▶ What the task asks:
Write out the records below once more, exactly as they stand.

== Given entries

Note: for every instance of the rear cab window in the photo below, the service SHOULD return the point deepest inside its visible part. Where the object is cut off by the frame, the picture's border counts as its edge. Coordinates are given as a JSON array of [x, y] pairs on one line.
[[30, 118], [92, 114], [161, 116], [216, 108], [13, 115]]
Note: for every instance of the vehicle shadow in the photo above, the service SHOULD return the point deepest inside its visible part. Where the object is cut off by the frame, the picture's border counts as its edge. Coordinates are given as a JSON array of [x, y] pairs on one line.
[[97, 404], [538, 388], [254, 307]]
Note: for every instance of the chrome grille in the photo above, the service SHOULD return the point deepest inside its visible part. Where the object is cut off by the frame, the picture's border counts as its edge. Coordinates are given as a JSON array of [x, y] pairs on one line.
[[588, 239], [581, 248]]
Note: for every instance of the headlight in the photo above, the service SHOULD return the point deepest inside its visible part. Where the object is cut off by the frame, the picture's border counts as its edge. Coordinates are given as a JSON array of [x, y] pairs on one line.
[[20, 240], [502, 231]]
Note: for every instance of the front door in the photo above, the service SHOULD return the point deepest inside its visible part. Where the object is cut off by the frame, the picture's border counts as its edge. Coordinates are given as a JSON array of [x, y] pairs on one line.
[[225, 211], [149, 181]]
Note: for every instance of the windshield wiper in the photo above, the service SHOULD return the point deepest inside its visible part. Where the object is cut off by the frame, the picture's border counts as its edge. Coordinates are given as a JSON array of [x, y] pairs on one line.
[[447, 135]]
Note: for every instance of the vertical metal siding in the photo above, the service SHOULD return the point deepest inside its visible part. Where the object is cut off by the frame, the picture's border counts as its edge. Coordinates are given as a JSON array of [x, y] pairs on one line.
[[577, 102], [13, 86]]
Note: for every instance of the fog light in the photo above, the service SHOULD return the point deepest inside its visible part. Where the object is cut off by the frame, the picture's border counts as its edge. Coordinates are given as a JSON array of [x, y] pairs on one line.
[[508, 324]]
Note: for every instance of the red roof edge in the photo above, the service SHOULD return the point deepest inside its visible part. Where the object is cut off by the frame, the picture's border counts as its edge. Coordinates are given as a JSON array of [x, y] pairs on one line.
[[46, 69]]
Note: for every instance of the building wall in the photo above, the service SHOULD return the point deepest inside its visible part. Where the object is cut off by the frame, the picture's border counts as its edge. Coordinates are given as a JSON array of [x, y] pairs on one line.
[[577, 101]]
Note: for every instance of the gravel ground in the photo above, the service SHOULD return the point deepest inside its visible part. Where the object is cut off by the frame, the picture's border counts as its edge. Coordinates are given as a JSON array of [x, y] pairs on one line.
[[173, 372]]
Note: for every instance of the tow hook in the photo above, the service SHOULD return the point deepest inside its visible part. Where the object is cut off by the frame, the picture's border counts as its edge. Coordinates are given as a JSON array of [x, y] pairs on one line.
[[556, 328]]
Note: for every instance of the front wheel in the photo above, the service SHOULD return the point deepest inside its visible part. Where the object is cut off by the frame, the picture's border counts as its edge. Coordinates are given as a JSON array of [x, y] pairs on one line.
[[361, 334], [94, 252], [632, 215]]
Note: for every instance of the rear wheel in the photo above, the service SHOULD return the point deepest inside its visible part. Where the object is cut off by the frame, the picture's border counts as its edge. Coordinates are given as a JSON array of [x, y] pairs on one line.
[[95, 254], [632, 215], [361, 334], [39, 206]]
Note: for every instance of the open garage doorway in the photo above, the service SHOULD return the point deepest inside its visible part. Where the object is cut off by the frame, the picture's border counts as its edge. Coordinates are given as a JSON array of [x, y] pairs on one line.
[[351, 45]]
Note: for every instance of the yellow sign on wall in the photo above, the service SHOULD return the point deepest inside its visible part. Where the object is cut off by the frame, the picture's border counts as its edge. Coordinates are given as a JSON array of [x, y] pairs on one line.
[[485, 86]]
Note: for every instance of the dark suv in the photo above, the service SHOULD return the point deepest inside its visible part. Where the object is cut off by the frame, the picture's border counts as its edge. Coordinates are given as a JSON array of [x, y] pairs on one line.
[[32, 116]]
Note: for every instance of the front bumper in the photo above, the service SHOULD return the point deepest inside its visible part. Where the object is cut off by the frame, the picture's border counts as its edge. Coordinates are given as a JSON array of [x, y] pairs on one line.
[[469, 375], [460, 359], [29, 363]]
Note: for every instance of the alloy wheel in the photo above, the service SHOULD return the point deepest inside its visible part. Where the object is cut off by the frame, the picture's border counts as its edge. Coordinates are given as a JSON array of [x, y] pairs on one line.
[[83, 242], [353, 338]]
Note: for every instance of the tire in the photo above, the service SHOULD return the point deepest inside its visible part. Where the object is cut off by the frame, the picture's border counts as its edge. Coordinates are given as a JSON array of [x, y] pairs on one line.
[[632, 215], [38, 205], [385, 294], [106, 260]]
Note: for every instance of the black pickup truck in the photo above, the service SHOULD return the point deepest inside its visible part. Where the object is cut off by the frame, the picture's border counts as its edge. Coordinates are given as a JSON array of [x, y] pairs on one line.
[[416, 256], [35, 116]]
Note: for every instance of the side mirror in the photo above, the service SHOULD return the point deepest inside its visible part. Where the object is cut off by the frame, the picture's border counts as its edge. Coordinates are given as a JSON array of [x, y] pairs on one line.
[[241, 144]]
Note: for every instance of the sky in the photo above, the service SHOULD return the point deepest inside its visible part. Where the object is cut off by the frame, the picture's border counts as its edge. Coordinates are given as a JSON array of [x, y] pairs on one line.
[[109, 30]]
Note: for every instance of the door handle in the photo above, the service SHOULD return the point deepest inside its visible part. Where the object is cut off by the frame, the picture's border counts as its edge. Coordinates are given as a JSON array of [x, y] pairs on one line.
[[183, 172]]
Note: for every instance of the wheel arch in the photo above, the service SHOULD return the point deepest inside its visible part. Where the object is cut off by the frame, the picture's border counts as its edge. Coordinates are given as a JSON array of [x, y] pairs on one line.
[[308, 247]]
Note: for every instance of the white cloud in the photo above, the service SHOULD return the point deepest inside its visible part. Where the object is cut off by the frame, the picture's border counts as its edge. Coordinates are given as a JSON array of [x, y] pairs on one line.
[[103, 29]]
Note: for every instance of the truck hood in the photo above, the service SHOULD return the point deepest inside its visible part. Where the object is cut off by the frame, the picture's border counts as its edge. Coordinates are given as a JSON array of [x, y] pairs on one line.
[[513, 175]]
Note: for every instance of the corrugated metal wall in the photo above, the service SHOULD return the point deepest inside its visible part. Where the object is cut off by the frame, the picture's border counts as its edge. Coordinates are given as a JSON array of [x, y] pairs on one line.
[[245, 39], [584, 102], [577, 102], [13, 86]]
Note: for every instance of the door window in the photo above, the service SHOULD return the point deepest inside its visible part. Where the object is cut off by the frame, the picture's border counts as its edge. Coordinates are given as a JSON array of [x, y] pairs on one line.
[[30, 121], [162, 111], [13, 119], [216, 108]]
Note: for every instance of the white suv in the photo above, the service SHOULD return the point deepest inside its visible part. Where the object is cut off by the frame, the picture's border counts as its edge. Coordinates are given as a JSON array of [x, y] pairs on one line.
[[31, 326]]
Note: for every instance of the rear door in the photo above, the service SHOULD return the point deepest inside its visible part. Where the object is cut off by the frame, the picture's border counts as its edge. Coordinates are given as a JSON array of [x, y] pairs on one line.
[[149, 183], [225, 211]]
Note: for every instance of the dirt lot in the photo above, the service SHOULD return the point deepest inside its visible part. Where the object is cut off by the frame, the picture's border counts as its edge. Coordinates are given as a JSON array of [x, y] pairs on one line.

====

▶ Solution to this exercise:
Note: for every instance of the rear cab window in the photo below, the service SHOULD return the point deepest inside its visible part. Where the object is cut off by the frame, the picture's border counts as its edge. Coordinates are given as a JSON array of [x, y] pairs on one line.
[[30, 118], [92, 114], [161, 116], [216, 108], [13, 115]]
Note: for every instance of the vehicle shadow in the photo above, the service SHOULD return the point deepest inside its visible part. Where the object is cut off by the frame, the picture's border counts as its edge. Coordinates are given as a JSON array of [x, y] pairs on one line.
[[97, 404], [538, 388], [254, 307]]
Note: for every instance of the chrome grille in the photo above, the service SHOULD return the point deepest inside its visible part. Where the object is cut off by the frame, the picture's border counts as its edge. Coordinates are given as a JSON array of [x, y] pairs on one line.
[[588, 239], [581, 248]]
Note: for every instance of the headlight in the photo above, the service SHOULD return the point deepest inside its visible part. Where the object is cut off by the frame, the picture's border counts as its edge. Coordinates are given as a JSON array of [x, y] pairs on one line.
[[20, 240], [502, 231]]
Note: for every instance of the front door in the photo above, the service SHOULD return the point deepest inside its visible part. Where the object is cut off by the frame, the picture's border counts as its edge. Coordinates are given as a JSON array of [x, y] pairs on one line.
[[225, 211], [149, 181]]
Note: for every instance of the windshield wiper in the photo above, the service SHOULD return the point deepest inside its visible part. Where the object is cut off by the frame, the picture's border counts as its edge. Coordinates are given as a JSON array of [x, y] pairs on one line.
[[447, 135]]
Note: for every instance of the vertical metal siding in the photo above, the service SHOULD return the point deepest inside its visible part. Where the object is cut off by the frame, the picture's border counts as its edge. Coordinates are given as a JSON array of [x, y] pairs on one line.
[[577, 102], [13, 86]]
Note: for every instance of the fog light in the photo above, the service SHOULD return the point deepest inside its visible part. Where the object is cut off by the frame, the picture's border counts as its edge. Coordinates are given as a JSON array of [x, y] pairs on one line.
[[508, 324]]
Note: for every instance of the red roof edge in the photo above, the service SHOULD return the point deepest inside its visible part. Where the object is cut off by the frame, the picture's border counts as its edge. Coordinates are given as a JSON array of [x, y] pairs on one line.
[[46, 69]]
Note: for every instance of the building wall in the photo above, the service SHOULD return the point deepest inside its visible part. Where the object is cut off by the frame, the picture's border counts as its edge. Coordinates are given as a JSON array of [x, y] pairs on one line.
[[577, 101]]
Note: for every instance of the gravel ground in the photo above, the service SHOULD return the point deepest inside its visible part. Where the object is cut off by the frame, the picture's border counts as its edge. Coordinates are given as a JSON array of [x, y] pairs on one line.
[[173, 372]]
Note: for every instance of the tow hook in the photo above, the service SHOULD return the point deepest inside its visible part. Where the object is cut off by the frame, the picture's border counts as its edge. Coordinates are given as a JSON array of [x, y] pairs on one line.
[[556, 328]]
Note: for every instance of the front wheel in the photo above, the service SHOULD return the point deepest inside its visible part. Where the object is cut off by the frame, the picture's border counts as its edge. Coordinates are given as a JSON array of [x, y] pairs on one line.
[[361, 334], [94, 252], [632, 215]]
Note: for every instance of the rear wheel in the photo above, the service SHOULD return the point deepest inside its visible part. Where the object is cut off by the frame, the picture's border counts as its edge. Coordinates are given as a JSON array of [x, y] pairs on one line.
[[95, 254], [632, 215], [361, 334], [39, 206]]
Note: for every instance of the open garage doorway in the photo above, the service SHOULD return the point deepest inside its visible part. Where the object is cut off by the frame, the picture's border counts as its edge. Coordinates are given as a JSON array of [x, y] pairs on one line.
[[351, 45]]
Note: for every instance of the yellow sign on wall in the photo above, the service SHOULD return the point deepest inside its visible part. Where the object is cut off by the frame, the picture's border counts as its edge. Coordinates are given as a JSON array of [x, y] pairs on one line.
[[485, 86]]
Note: for every instance of the dark suv in the photo above, the service SHOULD return the point deepest inside its visible part. Where the object is cut off by the frame, the picture's border counts as its edge. Coordinates are given as a JSON array of [x, y] pairs on one line.
[[32, 116]]
Note: for every instance of the front bumper in the photo above, the service SHOULD return the point deepest inside its visible part. Where the object is cut off by the frame, the picture's border counts as its edge. Coordinates are given as a JSON array of [x, y] pairs on one line.
[[469, 375], [460, 359], [29, 363]]
Note: for every instance of the alloy wheel in the photo above, the service SHOULD return the point deepest inside its visible part. Where the object is cut off by the frame, the picture's border counts as its edge. Coordinates are given as a JSON array of [x, y] pairs on one line.
[[83, 242], [353, 338]]
Note: for every instance of the tire in the photo above, the service SHOULD return the point deepest inside its visible part. Where the object is cut off by the frame, the picture's border counts as its edge. Coordinates are given as a JSON array of [x, y] pairs on one line.
[[632, 215], [38, 205], [385, 294], [106, 260]]
Note: for every instance of the black pickup truck in the photo above, the service SHOULD return the point deepest inside its visible part. Where the object is cut off by the frame, the picture's border counts as its edge. Coordinates are given as a JSON array of [x, y] pairs on one line.
[[416, 256], [35, 116]]
Note: for every instance of the side mirror in the photo above, the service SHOULD return the point deepest inside its visible part. Where the object is cut off by the frame, the picture's border counts as its edge. Coordinates are given as a JSON array of [x, y] pairs on one line.
[[241, 144]]
Note: for every instance of the sky in the photo above, the service SHOULD return the point deepest inside its visible part. Where the object is cut off by the frame, the picture's border counts as its edge. Coordinates are given as a JSON array of [x, y] pairs on one line.
[[109, 30]]
Note: for every instance of the door handle in the photo above, the service SHOULD return the point deepest inside its visible part. Where the object is cut off by the frame, the picture's border counts as its edge. Coordinates are given as a JSON array of [x, y] pairs on one line.
[[183, 172]]
Note: for every instance of the wheel arch in the photo above, the service SHOULD return the point deepest inside its visible part. Where the object is cut off by the frame, the picture's border counts as its edge. Coordinates are given as a JSON array of [x, y] pairs on one line.
[[308, 247]]
Note: for every instance of the white cloud in the photo above, the service SHOULD return the point deepest inside its visible part. Where the object is cut off by the frame, the picture's border counts as its edge. Coordinates are given as a JSON array of [x, y] pairs on one line.
[[103, 29]]
Note: for every instance of the truck hood in the photo above, the service SHOULD return the point deepest inside its visible part. Where the object is cut off by the frame, the picture's border counts as its edge. Coordinates are given as a JSON array of [x, y] pairs on one line.
[[513, 175]]
Note: for every instance of the corrugated metal wall in the photo above, the service SHOULD return the point deepest inside its visible part. Where the object is cut off by the frame, the picture's border counts as its edge. Coordinates are given as a JSON array of [x, y] pairs on one line.
[[245, 39], [584, 102], [577, 102], [13, 86]]
Note: for every instance of the door window in the photo above, the service SHOULD return the point deepest inside its visible part. Where the object is cut off by the frame, the picture's border counts as its edge. Coordinates are given as a JSON array of [x, y] pairs on one line.
[[30, 121], [162, 111], [13, 119], [216, 108]]
Note: for every instance of the white suv in the photo above, the service SHOULD return the point deepest inside its visible part. Where the object is cut off by the frame, the picture's border counts as its edge. Coordinates are given as a JSON array of [x, y] pairs on one line.
[[31, 326]]
Note: for every instance of the rear door in the photo above, the service SHOULD return the point deepest inside its visible part. Where the object is cut off by the frame, the picture's border counts as its edge. Coordinates are given as a JSON array of [x, y] pairs on one line.
[[149, 183], [225, 211]]
Note: for every instance of the dirt lot in the photo above, the service SHOULD return the point deepest inside its visible part. Where the object is cut off by the frame, the picture's border counts as its edge. Coordinates are given as a JSON array of [x, y] pairs on one line.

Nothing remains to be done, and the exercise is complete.